━━ Records for this task

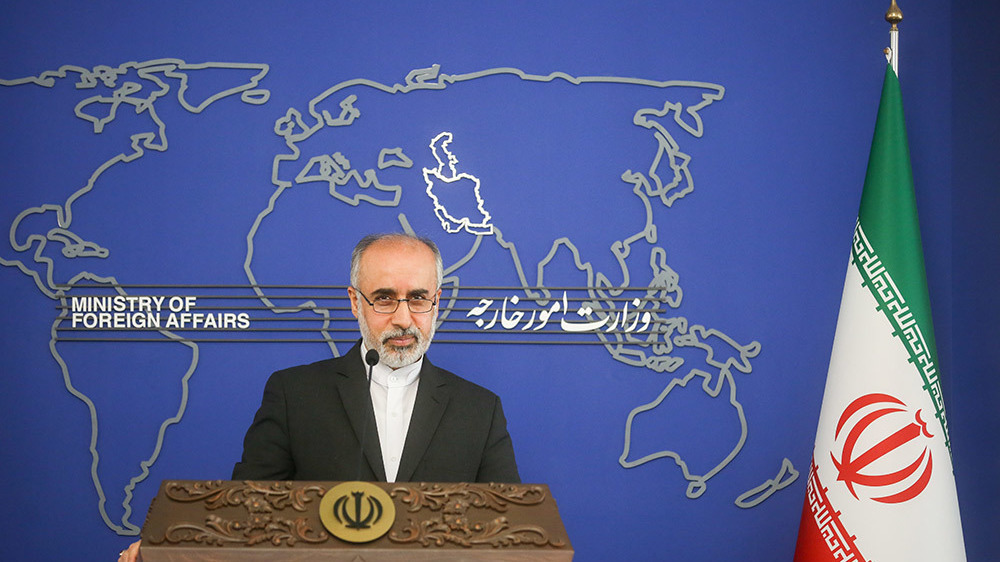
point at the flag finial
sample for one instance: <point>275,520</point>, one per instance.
<point>894,15</point>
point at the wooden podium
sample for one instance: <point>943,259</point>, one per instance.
<point>231,521</point>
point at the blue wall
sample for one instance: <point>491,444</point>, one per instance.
<point>758,236</point>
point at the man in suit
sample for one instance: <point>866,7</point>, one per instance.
<point>415,422</point>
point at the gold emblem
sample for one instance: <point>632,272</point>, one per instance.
<point>357,511</point>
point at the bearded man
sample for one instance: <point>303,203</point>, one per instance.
<point>414,422</point>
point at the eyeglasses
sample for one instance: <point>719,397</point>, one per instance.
<point>386,305</point>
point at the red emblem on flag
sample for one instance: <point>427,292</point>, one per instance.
<point>877,421</point>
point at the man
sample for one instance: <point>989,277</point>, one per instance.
<point>415,422</point>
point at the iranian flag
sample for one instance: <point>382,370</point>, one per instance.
<point>881,487</point>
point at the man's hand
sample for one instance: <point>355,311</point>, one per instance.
<point>130,554</point>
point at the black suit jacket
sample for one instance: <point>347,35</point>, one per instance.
<point>310,423</point>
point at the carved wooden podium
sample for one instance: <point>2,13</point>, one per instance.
<point>229,521</point>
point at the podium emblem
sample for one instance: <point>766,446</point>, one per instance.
<point>357,511</point>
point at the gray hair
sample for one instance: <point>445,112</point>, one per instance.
<point>367,241</point>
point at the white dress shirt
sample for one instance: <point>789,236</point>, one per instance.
<point>393,394</point>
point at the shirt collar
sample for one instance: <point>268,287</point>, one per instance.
<point>391,378</point>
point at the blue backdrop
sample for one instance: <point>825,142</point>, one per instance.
<point>706,158</point>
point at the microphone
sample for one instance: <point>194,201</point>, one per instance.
<point>371,358</point>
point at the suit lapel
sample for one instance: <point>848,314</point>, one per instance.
<point>432,399</point>
<point>356,397</point>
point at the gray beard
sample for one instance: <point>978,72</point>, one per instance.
<point>392,356</point>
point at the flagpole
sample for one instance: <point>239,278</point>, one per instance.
<point>893,16</point>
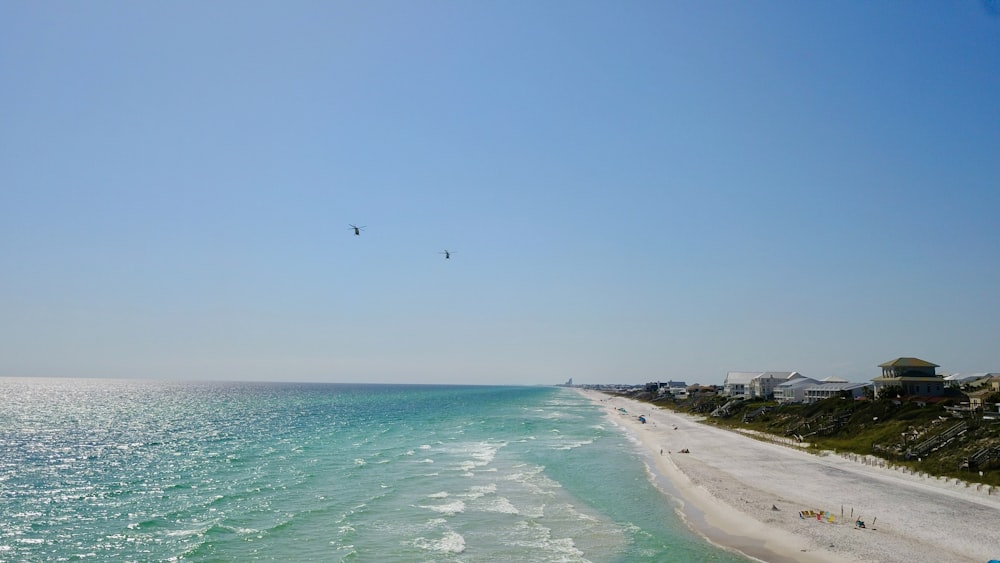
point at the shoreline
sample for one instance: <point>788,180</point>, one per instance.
<point>746,495</point>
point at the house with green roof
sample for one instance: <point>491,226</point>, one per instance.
<point>910,377</point>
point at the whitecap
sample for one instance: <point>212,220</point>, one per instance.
<point>501,505</point>
<point>450,542</point>
<point>450,508</point>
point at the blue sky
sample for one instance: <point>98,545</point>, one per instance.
<point>632,191</point>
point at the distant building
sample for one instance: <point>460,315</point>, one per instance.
<point>912,376</point>
<point>793,391</point>
<point>755,384</point>
<point>827,389</point>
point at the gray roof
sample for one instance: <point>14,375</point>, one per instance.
<point>800,382</point>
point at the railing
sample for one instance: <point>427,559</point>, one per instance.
<point>928,444</point>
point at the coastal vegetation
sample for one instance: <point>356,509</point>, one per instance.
<point>940,436</point>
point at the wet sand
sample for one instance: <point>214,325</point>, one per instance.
<point>747,494</point>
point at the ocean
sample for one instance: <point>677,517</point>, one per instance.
<point>114,470</point>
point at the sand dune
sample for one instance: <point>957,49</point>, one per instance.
<point>747,494</point>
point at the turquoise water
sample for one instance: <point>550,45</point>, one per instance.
<point>158,471</point>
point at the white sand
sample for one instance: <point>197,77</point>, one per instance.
<point>729,483</point>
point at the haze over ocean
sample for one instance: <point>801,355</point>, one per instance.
<point>141,470</point>
<point>631,191</point>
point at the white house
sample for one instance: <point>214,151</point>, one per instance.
<point>737,384</point>
<point>828,389</point>
<point>755,384</point>
<point>794,391</point>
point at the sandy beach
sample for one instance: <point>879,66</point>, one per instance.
<point>747,495</point>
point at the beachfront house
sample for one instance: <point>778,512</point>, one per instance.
<point>737,384</point>
<point>835,388</point>
<point>793,391</point>
<point>911,377</point>
<point>755,384</point>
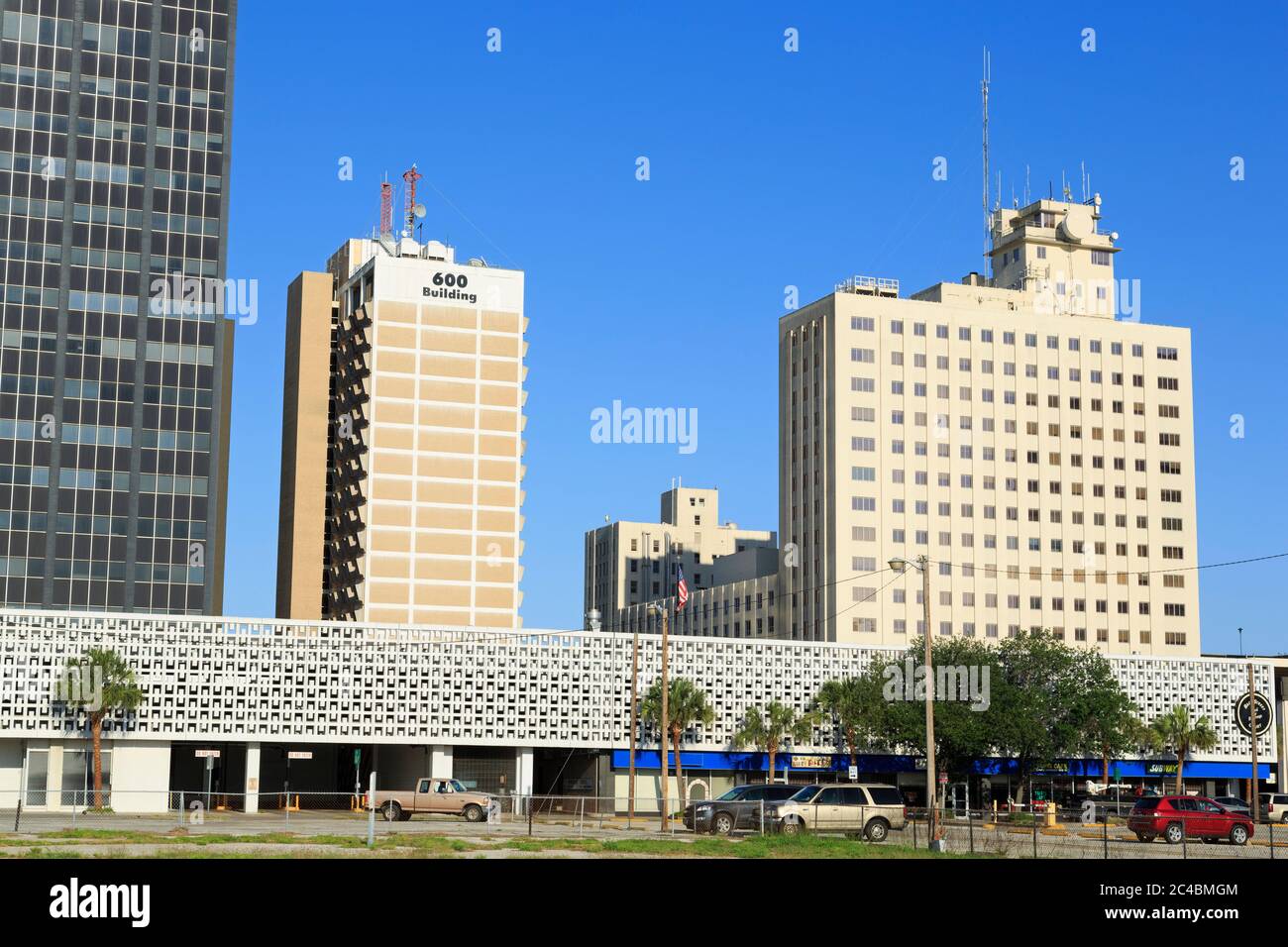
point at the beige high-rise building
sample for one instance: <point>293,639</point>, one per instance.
<point>402,449</point>
<point>1035,449</point>
<point>630,565</point>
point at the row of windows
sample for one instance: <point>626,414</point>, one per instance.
<point>1030,339</point>
<point>991,630</point>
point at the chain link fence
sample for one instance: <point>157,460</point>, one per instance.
<point>1048,832</point>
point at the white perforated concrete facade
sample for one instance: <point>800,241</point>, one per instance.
<point>267,681</point>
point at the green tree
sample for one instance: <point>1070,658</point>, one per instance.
<point>962,725</point>
<point>97,684</point>
<point>686,707</point>
<point>857,707</point>
<point>1034,702</point>
<point>1179,732</point>
<point>1106,718</point>
<point>769,729</point>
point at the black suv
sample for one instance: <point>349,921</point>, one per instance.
<point>738,808</point>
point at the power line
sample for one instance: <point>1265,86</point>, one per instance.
<point>494,637</point>
<point>1128,573</point>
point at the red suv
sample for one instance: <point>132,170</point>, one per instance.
<point>1196,817</point>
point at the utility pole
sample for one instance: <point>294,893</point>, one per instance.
<point>635,705</point>
<point>931,776</point>
<point>666,768</point>
<point>1253,795</point>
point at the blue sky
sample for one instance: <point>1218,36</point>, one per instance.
<point>767,169</point>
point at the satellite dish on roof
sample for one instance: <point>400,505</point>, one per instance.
<point>1076,227</point>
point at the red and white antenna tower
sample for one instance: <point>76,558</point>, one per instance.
<point>411,176</point>
<point>386,209</point>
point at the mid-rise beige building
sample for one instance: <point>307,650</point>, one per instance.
<point>630,565</point>
<point>402,453</point>
<point>1035,449</point>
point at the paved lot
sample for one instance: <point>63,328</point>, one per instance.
<point>1074,840</point>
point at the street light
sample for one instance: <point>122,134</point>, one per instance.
<point>655,608</point>
<point>922,565</point>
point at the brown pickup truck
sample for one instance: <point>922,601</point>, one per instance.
<point>433,796</point>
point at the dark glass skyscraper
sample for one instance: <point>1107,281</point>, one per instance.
<point>115,131</point>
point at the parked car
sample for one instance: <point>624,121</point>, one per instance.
<point>1234,804</point>
<point>738,808</point>
<point>867,809</point>
<point>1274,806</point>
<point>433,796</point>
<point>1186,817</point>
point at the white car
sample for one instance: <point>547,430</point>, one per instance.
<point>1274,806</point>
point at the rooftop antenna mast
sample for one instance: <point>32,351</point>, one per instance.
<point>983,85</point>
<point>411,176</point>
<point>386,208</point>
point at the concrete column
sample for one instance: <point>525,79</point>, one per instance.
<point>1283,746</point>
<point>141,775</point>
<point>441,763</point>
<point>54,777</point>
<point>252,788</point>
<point>523,758</point>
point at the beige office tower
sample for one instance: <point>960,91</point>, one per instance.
<point>1025,433</point>
<point>402,451</point>
<point>630,565</point>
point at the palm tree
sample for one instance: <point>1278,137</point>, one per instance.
<point>1179,732</point>
<point>768,731</point>
<point>111,686</point>
<point>857,707</point>
<point>687,706</point>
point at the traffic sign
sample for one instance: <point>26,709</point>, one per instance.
<point>1243,714</point>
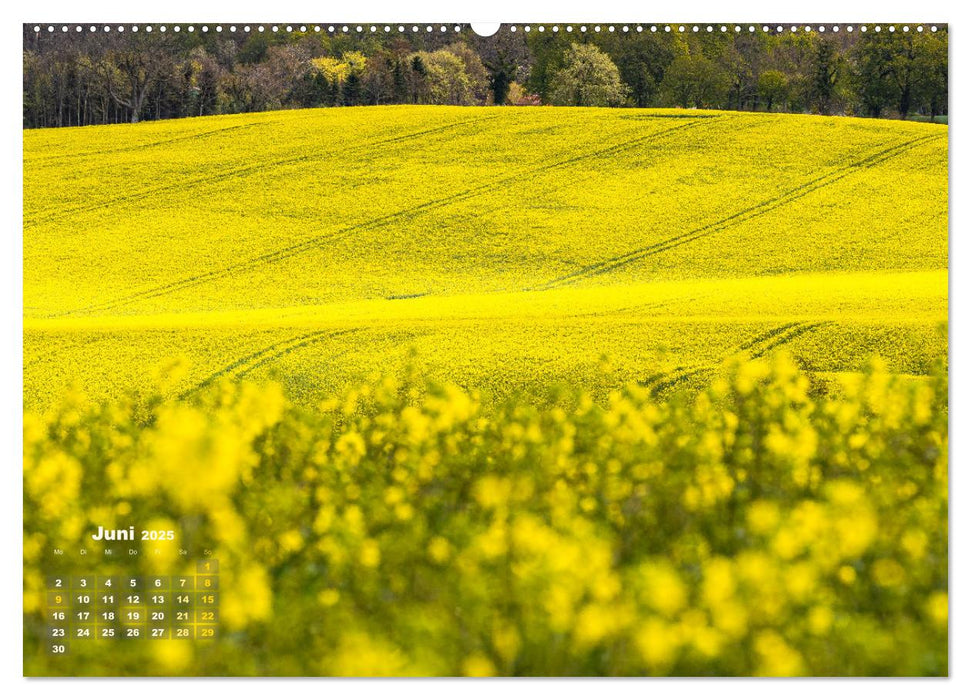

━━━━

» About this task
Every line that holds the string "wooden" must be copied from the records above.

» Your response
point at the wooden podium
point at the carved wooden podium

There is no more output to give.